## Instruction
Shift the coordinates in the answers by adding 107 to every number. Then write out again only the lines starting with the one that contains "splintered wood shown in the photo above." and going on through the end of the items, keeping each note line as it is.

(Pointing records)
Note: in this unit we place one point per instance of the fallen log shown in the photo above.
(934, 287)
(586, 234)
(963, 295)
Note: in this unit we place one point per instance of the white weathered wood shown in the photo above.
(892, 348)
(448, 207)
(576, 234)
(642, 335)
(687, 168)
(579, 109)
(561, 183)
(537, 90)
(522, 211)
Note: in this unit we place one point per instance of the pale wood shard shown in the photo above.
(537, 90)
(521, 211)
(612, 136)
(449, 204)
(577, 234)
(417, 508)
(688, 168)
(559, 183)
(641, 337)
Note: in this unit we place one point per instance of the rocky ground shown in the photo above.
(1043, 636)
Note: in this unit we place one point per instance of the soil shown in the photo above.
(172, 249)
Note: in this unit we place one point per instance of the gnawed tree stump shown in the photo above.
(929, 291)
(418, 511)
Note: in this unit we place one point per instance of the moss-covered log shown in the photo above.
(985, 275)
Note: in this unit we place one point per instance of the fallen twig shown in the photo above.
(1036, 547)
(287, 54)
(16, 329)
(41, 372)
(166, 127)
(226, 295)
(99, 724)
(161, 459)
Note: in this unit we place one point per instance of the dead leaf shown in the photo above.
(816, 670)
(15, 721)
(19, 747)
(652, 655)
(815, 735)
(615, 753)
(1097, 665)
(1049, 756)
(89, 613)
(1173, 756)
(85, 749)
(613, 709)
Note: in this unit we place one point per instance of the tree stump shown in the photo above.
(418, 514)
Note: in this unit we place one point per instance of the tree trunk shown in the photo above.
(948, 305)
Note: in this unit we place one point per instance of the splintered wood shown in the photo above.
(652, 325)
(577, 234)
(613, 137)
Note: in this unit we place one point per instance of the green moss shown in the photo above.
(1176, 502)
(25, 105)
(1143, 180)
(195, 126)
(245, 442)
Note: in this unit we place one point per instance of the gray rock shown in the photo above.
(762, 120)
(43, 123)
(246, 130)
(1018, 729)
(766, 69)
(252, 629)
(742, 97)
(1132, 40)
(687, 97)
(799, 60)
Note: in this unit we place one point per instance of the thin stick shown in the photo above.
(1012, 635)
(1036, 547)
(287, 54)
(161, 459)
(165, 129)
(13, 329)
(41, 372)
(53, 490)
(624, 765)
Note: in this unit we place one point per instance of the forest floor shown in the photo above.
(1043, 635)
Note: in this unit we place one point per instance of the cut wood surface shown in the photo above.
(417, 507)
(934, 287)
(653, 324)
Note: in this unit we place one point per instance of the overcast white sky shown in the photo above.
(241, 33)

## Result of the exercise
Note: in this unit we place one point per instance of the splintered wood shown in the photo above.
(759, 432)
(684, 341)
(720, 244)
Note: in this unit we place one point per instance of the green moss shown in the photo above.
(1283, 609)
(132, 212)
(1250, 287)
(302, 233)
(352, 549)
Note: in this unit we place one point per instance of the gray rock shown in the photo above.
(869, 227)
(150, 230)
(353, 237)
(1125, 836)
(873, 176)
(359, 736)
(849, 204)
(1239, 147)
(794, 204)
(906, 167)
Note: in this unit we place one point per instance of the thin stick shown in the photo above.
(1119, 742)
(1143, 654)
(394, 161)
(268, 566)
(272, 236)
(120, 436)
(148, 479)
(160, 597)
(731, 872)
Note: in this unit we place one point per instance of the forest floor shown in the photo above.
(1150, 742)
Note: in this unit we place one point per instance of the cut wood surface shown in the photo above.
(524, 614)
(1041, 394)
(760, 431)
Note: in this unit we place one point per instance of the overcast white sky shown in the photo above.
(348, 140)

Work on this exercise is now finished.